__JOB__
Every line below is to be copied exactly, with the pictures left out.

__TASK DATA__
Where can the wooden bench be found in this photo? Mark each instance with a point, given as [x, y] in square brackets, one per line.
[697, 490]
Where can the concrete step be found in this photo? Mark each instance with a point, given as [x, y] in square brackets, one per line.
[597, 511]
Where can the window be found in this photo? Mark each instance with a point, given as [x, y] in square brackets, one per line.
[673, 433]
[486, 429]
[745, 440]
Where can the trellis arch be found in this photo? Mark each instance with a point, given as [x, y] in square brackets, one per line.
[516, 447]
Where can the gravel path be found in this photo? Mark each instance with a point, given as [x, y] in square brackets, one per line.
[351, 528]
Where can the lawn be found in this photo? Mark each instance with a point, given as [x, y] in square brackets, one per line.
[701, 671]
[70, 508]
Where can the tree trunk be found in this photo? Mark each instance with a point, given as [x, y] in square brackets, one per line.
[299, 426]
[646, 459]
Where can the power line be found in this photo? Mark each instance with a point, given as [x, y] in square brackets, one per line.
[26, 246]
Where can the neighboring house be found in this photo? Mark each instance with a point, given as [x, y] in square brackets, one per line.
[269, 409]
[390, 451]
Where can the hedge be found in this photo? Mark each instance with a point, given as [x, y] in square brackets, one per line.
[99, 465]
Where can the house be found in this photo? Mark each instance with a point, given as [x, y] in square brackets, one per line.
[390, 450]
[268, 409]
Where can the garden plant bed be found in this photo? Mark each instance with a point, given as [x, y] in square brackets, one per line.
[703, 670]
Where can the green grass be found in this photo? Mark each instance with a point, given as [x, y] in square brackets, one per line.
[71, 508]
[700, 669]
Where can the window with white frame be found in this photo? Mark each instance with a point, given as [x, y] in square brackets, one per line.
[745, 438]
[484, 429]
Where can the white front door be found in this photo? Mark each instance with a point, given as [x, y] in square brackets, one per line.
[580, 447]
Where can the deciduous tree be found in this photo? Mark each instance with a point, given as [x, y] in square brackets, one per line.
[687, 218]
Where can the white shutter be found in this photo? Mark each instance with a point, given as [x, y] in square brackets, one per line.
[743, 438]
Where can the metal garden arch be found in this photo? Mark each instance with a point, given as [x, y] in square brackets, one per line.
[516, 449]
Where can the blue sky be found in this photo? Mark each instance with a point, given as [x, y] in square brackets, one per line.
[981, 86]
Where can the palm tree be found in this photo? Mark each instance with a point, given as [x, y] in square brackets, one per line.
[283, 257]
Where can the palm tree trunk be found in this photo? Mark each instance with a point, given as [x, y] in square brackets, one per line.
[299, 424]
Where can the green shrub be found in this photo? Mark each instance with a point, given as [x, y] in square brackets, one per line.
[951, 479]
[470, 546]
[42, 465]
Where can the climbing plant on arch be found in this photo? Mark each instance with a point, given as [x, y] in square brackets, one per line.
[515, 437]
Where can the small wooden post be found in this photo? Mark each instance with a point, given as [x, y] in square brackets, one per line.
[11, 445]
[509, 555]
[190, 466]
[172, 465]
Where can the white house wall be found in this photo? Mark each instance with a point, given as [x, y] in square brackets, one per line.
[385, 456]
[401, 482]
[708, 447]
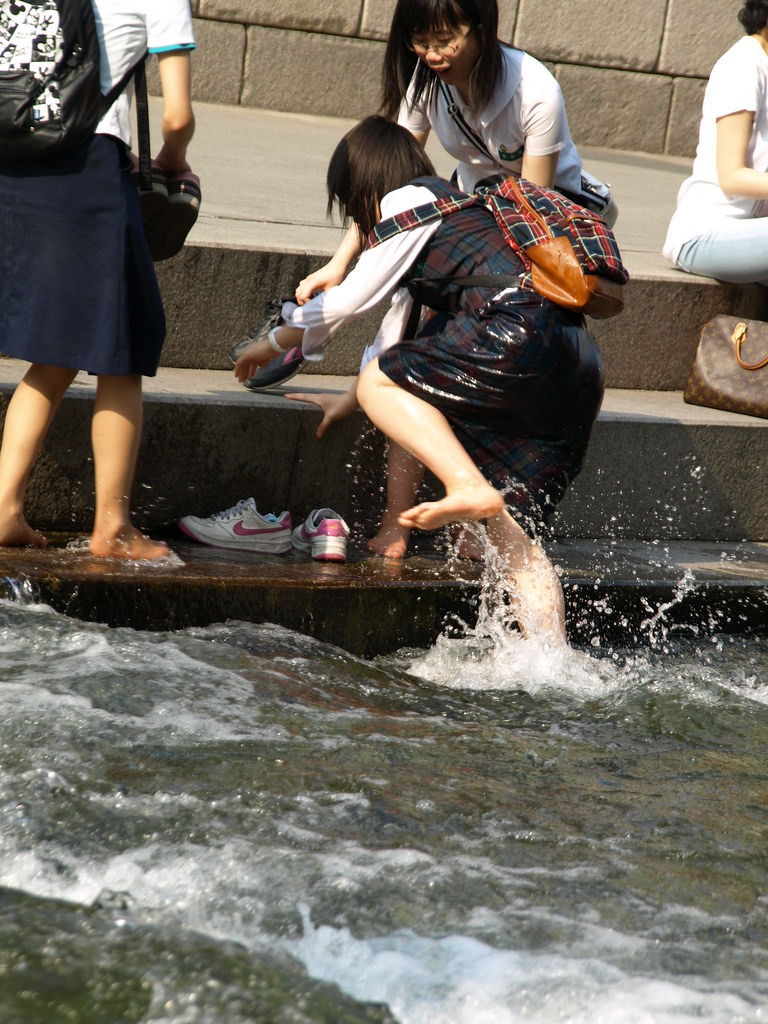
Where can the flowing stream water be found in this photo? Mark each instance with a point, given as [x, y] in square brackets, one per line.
[242, 824]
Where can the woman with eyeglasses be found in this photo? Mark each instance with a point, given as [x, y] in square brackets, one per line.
[499, 112]
[496, 109]
[496, 394]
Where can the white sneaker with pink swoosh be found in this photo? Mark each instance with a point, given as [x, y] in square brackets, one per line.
[242, 527]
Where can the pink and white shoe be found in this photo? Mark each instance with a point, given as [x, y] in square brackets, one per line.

__RESULT FOR THIS EXERCISE__
Where can the wooden bench be found in this photo? Mark each instance with a point, given as [x, y] in square brackets, one per line.
[697, 490]
Where can the concrete step be found in this photo? Mark each instance with a point, given as [x, y] in square brackets, one per line.
[597, 511]
Where can the window be found in this photo? Mark each instance with a point, given as [x, y] in square brackets, one per line.
[673, 433]
[486, 429]
[745, 440]
Where can the trellis arch be found in this photo? Mark each instance with a point, given as [x, y] in square brackets, one per line.
[516, 447]
Where can the gravel path be found in this photo? Mark each instance with a point, given as [x, y] in square brackets, one per line.
[351, 528]
Where can the lawn be found in this photo? Mark each instance with a point, given as [x, y] in square brackets, one per line.
[701, 671]
[70, 508]
Where can the tree trunk be found in this photo? Mark each instance with a point, given as [x, y] in square brackets, one per line.
[299, 426]
[646, 459]
Where can the power line be found in this photo? Mark each instance with a point, given as [x, y] in square brackets, one per line.
[26, 246]
Where can the neighboring house be found in this photo? Mark each instance with a point, given as [x, y] in square brackets, one per line.
[269, 409]
[390, 451]
Where can the hedge be found in this photo? Mark each instance with a point, given as [x, y] in square brackets, one per line.
[99, 465]
Where can the house be found in this photo? Mark each instance with a point, given as [x, y] in square brackets, one per line.
[390, 450]
[268, 409]
Where can the garden plant bed be found in this photo? Mark each instance with a point, given as [x, y] in square brackets, one per line.
[703, 670]
Where can the green grass be found in this photo? Mark each instance with a point, given as [x, y] in square brackets, one per line.
[71, 508]
[700, 669]
Where can the window with white frame be found in this photo? Mark each instance with a point, given as [x, y] in square brackets, one per line.
[745, 438]
[484, 429]
Where can the white front door be found in this photo? Mark each instance with a point, given as [x, y] in square brackets, one per line.
[580, 447]
Where can the deciduous tree be found in this photo? Mark each instance with a point, given as [x, y] in square brackets, one per line.
[687, 218]
Where can the white shutter be found in this photo? Mark each instance with a point, given as [x, y] in square brackets, one per line.
[743, 438]
Where can the metal garden arch be found in this photo? Mark each instance with a point, given as [x, y] in square brackets, one per line.
[516, 449]
Where can the blue sky be found in this photo? Mark each instance with a point, given as [x, y] in square brackets, one per line.
[981, 86]
Where can the palm tree be found in this photo? Mark each instance with a point, given as [x, y] in square brackets, one per line.
[283, 257]
Where can the palm tree trunk be found in this photo? Mark each instance with a point, given as [x, y] in square brackets, one per line.
[299, 424]
Where can the green shrub be found in this photo? Mark each instance with a point, given as [x, y] in square brackets, one per line.
[951, 479]
[470, 546]
[42, 465]
Where can the climbing plant on arch be found in this photo? Mark each instance with a point, given as [x, y] in square brackets, one per line.
[515, 437]
Where can the small wooden post be found in this photo? Mark each instance with a point, given as [x, y] in square brackets, one per line.
[11, 445]
[509, 555]
[190, 466]
[172, 465]
Where can the white house wall be found in this photo? Mark each instance with a point, given as [x, y] in square brackets, one per line.
[385, 456]
[401, 482]
[708, 447]
Where can the flowing stream water be found in this photo? Mark each instance with a point, given as [x, y] in square brackets, one per line.
[242, 824]
Where can the woman with eyeglasses be found in this photo? Mark each instance with a point, given as [x, y] in square brackets, one per line.
[499, 112]
[496, 109]
[496, 394]
Where can the white sneaker with pink swoosh be found in this photo? Mark each instance with a point, given as [x, y] in square brackets, one per line.
[242, 527]
Where can the pink and white shoe be found in this photo? Mark each instance with a point, given as [x, y] in square brackets, one per line.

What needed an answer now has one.